╭─ Data rows
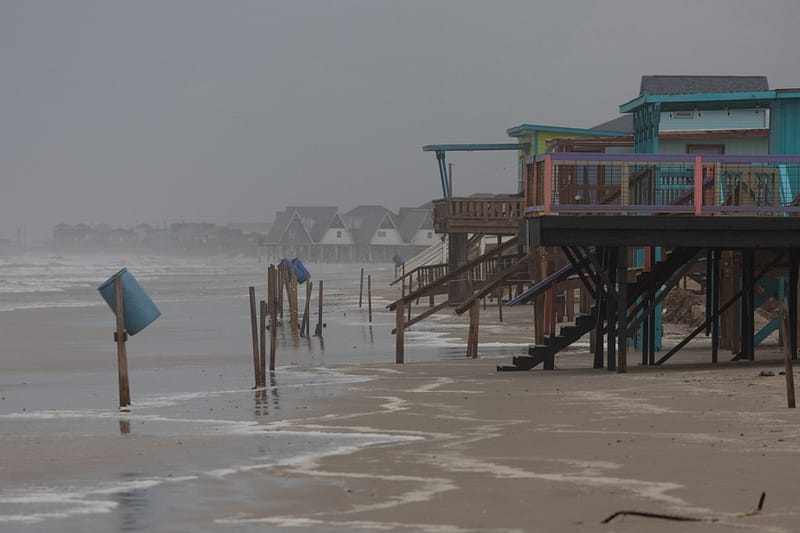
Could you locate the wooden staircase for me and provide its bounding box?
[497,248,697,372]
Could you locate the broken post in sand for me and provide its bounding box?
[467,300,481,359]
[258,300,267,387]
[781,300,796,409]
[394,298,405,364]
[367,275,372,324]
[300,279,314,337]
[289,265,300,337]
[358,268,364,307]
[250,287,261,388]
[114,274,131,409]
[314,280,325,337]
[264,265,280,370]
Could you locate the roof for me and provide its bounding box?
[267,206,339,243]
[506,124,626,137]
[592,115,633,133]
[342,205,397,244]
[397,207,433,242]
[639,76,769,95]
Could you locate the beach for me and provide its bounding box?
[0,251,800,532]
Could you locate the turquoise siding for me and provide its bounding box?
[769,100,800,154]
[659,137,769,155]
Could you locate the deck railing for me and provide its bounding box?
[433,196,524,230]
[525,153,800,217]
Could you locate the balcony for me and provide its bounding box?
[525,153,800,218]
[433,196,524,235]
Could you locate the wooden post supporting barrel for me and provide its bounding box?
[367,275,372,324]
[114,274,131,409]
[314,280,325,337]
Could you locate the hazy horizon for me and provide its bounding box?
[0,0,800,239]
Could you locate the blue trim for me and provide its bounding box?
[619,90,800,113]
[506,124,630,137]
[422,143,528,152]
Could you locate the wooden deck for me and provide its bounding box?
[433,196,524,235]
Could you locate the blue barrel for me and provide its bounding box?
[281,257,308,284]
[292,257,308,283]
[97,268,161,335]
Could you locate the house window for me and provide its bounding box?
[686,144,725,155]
╰─
╭─ Data rows
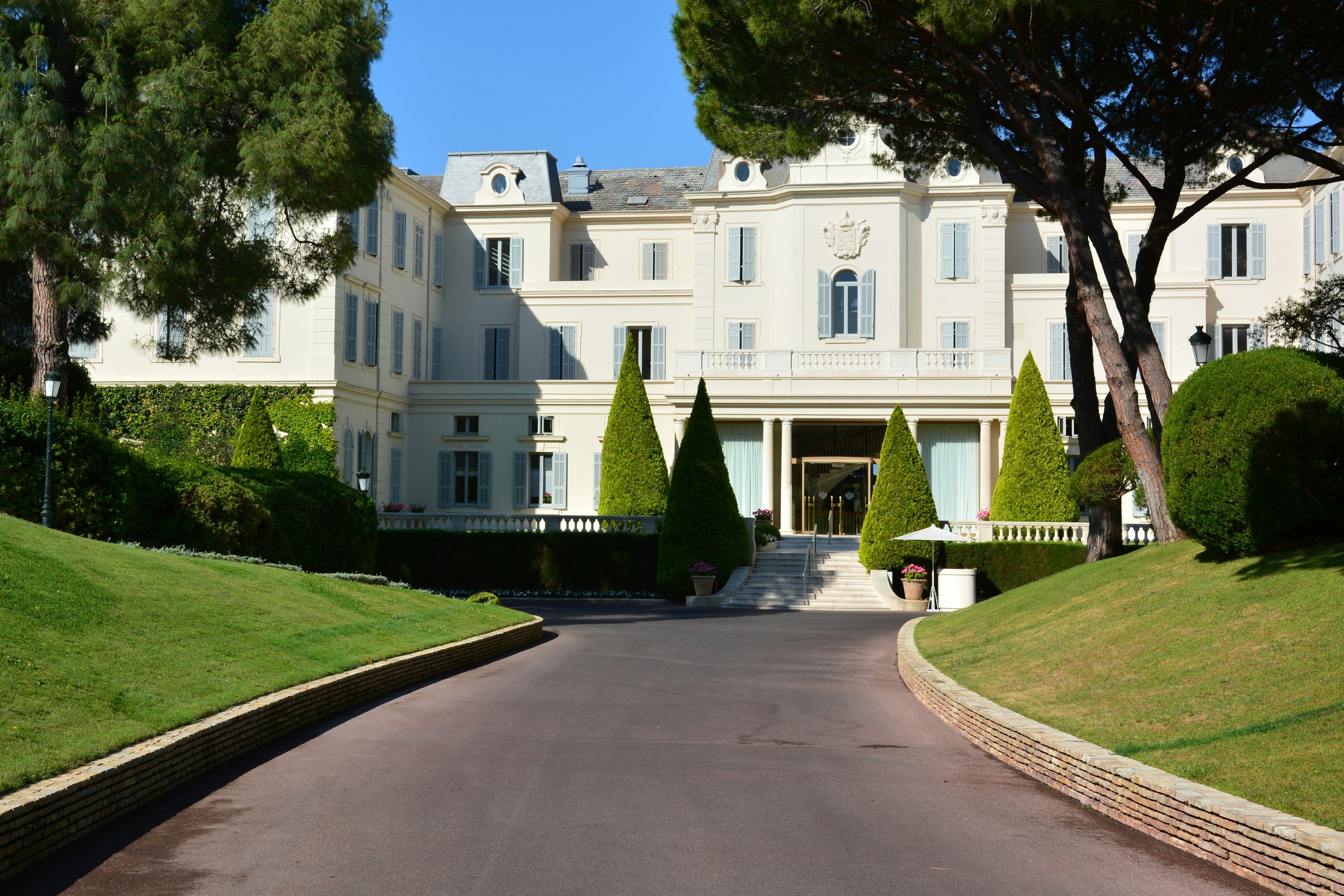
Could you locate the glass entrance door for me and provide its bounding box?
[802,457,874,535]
╰─
- _Written request_
Repeat the lines from the one containing "Could you locate the hazy" up to and including the one containing "[97,268,161,335]", without changing anything.

- _Task output_
Could you locate the hazy horizon for me and provide its bounding box?
[0,0,800,239]
Could you locate the blue trim for me and provide its bounding box?
[619,90,800,113]
[506,124,630,137]
[422,143,528,152]
Could you locate the wooden deck for me and provide its bounding box?
[433,196,524,235]
Could you locate the blue barrel for me and provide its bounding box?
[281,257,308,284]
[292,257,308,283]
[97,268,161,335]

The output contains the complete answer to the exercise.